## Given instruction:
Reproduce the records from the line containing "pin: dark blue denim jeans" through the line containing "(161, 224), (219, 324)", with both of those lines included.
┌─ Excerpted records
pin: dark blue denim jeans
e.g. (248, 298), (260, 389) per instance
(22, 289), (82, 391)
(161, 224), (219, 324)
└─
┌─ Excerpted records
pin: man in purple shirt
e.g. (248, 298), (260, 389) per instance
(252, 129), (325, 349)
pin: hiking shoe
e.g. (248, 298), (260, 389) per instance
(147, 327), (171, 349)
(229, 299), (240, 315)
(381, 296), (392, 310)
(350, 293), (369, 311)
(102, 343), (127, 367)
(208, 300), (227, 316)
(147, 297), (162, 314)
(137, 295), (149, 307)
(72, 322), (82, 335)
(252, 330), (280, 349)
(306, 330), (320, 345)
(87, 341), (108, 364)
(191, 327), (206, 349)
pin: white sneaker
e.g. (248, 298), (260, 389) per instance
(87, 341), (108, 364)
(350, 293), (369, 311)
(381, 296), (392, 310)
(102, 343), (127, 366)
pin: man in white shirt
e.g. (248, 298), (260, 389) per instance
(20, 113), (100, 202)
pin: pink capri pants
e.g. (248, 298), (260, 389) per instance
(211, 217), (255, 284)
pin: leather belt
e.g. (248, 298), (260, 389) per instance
└─
## The output:
pin: dark blue denim jeans
e.g. (248, 298), (260, 389) per instance
(22, 289), (82, 391)
(161, 224), (219, 324)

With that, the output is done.